Same as it ever was: most founders crave attention from the press, and have no idea how to get it. And so they overpay big PR agencies to blast boilerplate emails to every conceivable outlet and hope for the best. The much better approach, particularly at the early stages, is for founders to email a handful of reporters who they respect directly and build relationships that begin long before the eve of a product launch.
What’s different: the press is much less likely to give founders the benefit of the doubt about the inherent goodness of their product. Founders should expect to get a lot more questions about privacy, data storage, and the likely secondary consequences of their work. Who’s going to lose their job if this thing is successful? That’s a question that gets asked a lot more these days.
I’d also argue that the difficulty of getting coverage has likely gone up. When the iPhone was new, we couldn’t get enough new apps. Nowadays … it feels like there are enough apps. The areas where startups are focused these days are generally less sexy to reporters. (My apologies to the insurance industry.) And enough of the world is literally on fire that journalists’ attention is harder to come by. (Also, did I mention that 3,000 of them lost their jobs this year?)
Let’s talk about San Francisco. Every other week we get some brain genius take on whether San Francisco is dying, or becoming Monaco, or that this is just another chapter of what’s been happening there for a hundred fifty years. There’s no doubt that there’s a pretty distinct angst that’s saturated the place. Not just the inequality, the housing crisis, the homelessness; but also rich people problems like the social scene being so dominated by one monoculture, and all sorts of classic New Money Problems where the new Tech Titan power is constantly being pitted against the older, established power of aging hippie millionaire homeowners. Has anybody really captured this zeitgeist well? What is it that people with power in San Francisco really want?

Prompt 1: Express the records, from the line containing "find the swimmer's hand on shoulder" through the end of the records (both included), as a JSON list of strings with one string per line and blank lines omitted.

Material provided:
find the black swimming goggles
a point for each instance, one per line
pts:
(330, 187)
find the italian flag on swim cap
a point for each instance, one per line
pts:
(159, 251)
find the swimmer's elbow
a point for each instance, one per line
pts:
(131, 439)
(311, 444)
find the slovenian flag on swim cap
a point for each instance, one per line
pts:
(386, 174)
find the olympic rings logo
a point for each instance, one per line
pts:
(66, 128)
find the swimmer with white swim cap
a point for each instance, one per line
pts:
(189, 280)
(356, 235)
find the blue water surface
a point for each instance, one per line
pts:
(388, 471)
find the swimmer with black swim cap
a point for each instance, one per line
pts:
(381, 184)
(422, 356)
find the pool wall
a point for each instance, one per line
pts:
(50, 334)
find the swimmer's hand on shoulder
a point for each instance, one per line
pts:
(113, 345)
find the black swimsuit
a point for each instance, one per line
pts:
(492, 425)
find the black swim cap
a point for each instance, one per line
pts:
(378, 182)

Prompt 2: Please condense the paragraph in the passage on startup press coverage that begins "What’s different: the press" into a shorter version that keeps its main facts.

Task response 1:
[
  "find the swimmer's hand on shoulder",
  "a point for each instance, one per line",
  "pts:",
  "(113, 345)",
  "find the black swimsuit",
  "a point for each instance, one per line",
  "pts:",
  "(492, 425)",
  "find the black swim cap",
  "a point for each instance, one per line",
  "pts:",
  "(378, 182)"
]

Task response 2: The press now gives founders less benefit of the doubt about whether their products are inherently good. Founders should expect many more questions about privacy, data storage, and likely secondary consequences, such as who might lose their job if the product succeeds.